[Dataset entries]

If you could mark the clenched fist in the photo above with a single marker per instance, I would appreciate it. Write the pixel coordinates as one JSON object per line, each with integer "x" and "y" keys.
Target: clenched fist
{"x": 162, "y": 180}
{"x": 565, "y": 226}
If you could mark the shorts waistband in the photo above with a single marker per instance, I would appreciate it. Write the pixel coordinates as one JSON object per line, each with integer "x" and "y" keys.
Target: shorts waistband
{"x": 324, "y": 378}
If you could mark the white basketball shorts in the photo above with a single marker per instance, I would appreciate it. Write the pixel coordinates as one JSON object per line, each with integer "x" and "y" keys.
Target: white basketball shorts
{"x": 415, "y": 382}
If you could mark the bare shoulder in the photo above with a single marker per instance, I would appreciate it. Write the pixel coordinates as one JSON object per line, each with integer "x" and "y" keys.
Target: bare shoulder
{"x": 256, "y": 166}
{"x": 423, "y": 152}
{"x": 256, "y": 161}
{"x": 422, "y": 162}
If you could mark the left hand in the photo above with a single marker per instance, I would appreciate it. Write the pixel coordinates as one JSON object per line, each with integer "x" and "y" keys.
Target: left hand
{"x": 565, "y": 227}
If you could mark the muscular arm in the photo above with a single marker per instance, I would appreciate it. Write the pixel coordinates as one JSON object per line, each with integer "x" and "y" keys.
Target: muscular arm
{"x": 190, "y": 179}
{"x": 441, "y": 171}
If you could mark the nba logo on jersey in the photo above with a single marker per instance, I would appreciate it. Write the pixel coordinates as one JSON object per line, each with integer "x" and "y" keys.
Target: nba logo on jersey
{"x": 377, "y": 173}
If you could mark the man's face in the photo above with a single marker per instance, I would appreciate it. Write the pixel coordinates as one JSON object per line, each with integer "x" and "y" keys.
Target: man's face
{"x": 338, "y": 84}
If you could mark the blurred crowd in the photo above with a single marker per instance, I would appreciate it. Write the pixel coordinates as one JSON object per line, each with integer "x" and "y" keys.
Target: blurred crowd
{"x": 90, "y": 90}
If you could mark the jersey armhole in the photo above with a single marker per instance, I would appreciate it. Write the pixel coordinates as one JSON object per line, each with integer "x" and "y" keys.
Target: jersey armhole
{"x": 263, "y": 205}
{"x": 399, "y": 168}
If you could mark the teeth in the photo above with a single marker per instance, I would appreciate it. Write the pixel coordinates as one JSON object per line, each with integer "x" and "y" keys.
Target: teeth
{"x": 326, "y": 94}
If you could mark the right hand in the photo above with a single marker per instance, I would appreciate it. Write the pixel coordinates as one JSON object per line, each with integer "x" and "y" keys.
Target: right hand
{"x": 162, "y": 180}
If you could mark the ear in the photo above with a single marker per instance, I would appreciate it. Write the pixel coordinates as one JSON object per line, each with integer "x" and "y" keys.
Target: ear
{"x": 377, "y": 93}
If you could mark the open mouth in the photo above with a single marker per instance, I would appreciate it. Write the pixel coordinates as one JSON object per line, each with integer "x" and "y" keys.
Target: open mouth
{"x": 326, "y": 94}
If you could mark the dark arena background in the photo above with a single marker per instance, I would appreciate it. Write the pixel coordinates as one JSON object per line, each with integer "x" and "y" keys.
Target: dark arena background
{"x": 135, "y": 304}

• **Your objective**:
Exactly and only the lines from the line containing "Target: open mouth" through the last line of the entries should be copied, both ends included.

• **Result of the exercise**:
Target: open mouth
{"x": 326, "y": 94}
If you could mark the dark arena background in the photo above with a single marker per instance, I would appreciate it. Write the pixel coordinates as one JSON object per line, each with integer "x" and "y" keys.
Target: dark arena background
{"x": 135, "y": 304}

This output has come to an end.